* begin Material for this exercise *
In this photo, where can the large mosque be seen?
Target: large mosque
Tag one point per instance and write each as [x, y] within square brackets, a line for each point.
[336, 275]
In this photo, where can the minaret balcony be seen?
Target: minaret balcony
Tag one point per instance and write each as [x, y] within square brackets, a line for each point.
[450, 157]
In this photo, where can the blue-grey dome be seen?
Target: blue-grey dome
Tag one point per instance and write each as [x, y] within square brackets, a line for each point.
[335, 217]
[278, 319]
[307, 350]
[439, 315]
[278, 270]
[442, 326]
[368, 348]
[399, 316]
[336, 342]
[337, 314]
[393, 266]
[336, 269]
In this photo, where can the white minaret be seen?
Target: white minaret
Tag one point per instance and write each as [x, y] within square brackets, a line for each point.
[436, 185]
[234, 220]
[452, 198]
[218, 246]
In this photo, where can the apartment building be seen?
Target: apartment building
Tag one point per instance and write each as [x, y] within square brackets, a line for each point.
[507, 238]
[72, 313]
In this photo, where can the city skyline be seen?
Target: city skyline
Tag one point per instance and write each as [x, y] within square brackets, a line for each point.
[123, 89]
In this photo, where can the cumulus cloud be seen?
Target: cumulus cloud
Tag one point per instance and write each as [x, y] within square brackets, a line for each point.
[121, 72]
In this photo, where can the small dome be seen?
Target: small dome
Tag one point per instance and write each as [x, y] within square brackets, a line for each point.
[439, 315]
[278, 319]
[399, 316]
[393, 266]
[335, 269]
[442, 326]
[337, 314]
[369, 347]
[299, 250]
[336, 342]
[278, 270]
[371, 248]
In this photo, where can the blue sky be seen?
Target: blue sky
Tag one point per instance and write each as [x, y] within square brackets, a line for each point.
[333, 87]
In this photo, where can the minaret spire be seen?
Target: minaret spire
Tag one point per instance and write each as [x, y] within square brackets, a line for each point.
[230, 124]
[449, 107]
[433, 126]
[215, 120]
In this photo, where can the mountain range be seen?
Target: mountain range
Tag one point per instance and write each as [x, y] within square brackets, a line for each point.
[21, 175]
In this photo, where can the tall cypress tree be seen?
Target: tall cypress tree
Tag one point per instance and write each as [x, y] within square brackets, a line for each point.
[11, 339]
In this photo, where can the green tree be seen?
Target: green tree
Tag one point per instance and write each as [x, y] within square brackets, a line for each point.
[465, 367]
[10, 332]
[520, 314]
* end Material for this exercise *
> [Problem to solve] The records above must be repeated exactly, every one of them.

> [Reply]
In this photo, where can the large mosque be seen?
Target: large mosque
Tag one point per instance and write each as [x, y] within square brackets, a line for each point.
[336, 275]
In this photo, where can the minaret balcony be seen?
Target: minaret balcony
Tag one point per instance and write each as [x, y] within square brackets, a line for each point.
[450, 157]
In this photo, where can the blue-grey dome be seen?
Target: blue-grey dome
Tag one point per instance and write each as [x, y] within square brackets, a line for each point.
[335, 217]
[278, 319]
[307, 350]
[439, 315]
[278, 270]
[442, 326]
[368, 348]
[399, 316]
[336, 342]
[337, 314]
[393, 266]
[336, 269]
In this photo, where can the white minaret be seen?
Target: white minaret
Tag one point per instance and write each as [x, y] within square brackets, a line for each point.
[436, 185]
[234, 220]
[452, 198]
[218, 246]
In this photo, where can the apartment building be seen?
Target: apartment building
Tag one point per instance and write each as [x, y] within square brackets, a line for each point.
[507, 238]
[72, 313]
In this photo, where can the city skyline be seen?
Target: city skyline
Tag one point per instance and write each as [x, y] within square brackets, a line for each point.
[123, 89]
In this photo, where can the cumulus cloud be seen?
Target: cumulus cloud
Tag one point per instance and write each as [x, y] within square brackets, a line for each point.
[121, 72]
In this photo, where can the small dome be seen?
Target: small dome
Tag one point per instance and write each as [x, y] within square brackets, a line for each point.
[439, 315]
[278, 319]
[399, 316]
[393, 266]
[335, 269]
[442, 326]
[337, 314]
[369, 347]
[299, 250]
[336, 342]
[278, 270]
[371, 248]
In this photo, where can the blue sky be seen?
Target: blue sky
Tag one point per instance and write each as [x, y] within square brackets, a line for each point.
[333, 87]
In this photo, where can the minaret spire be seen?
Target: minaret spire
Tag one point per instance and write each as [x, y] within square brackets, a line for each point.
[230, 124]
[449, 107]
[433, 126]
[215, 120]
In this photo, where can the mountain range be seen?
Target: mountain range
Tag one point per instance and write each as [x, y] within square brackets, a line for each point.
[21, 175]
In this photo, where can the tall cypress tree be seen?
Target: tall cypress tree
Tag one point per instance and write each as [x, y] within square brackets, a line for each point.
[11, 339]
In this photo, where can the green tree be seen?
Target: green tree
Tag one point per instance and write each as [x, y] within square brackets, a line for each point.
[465, 367]
[10, 332]
[520, 314]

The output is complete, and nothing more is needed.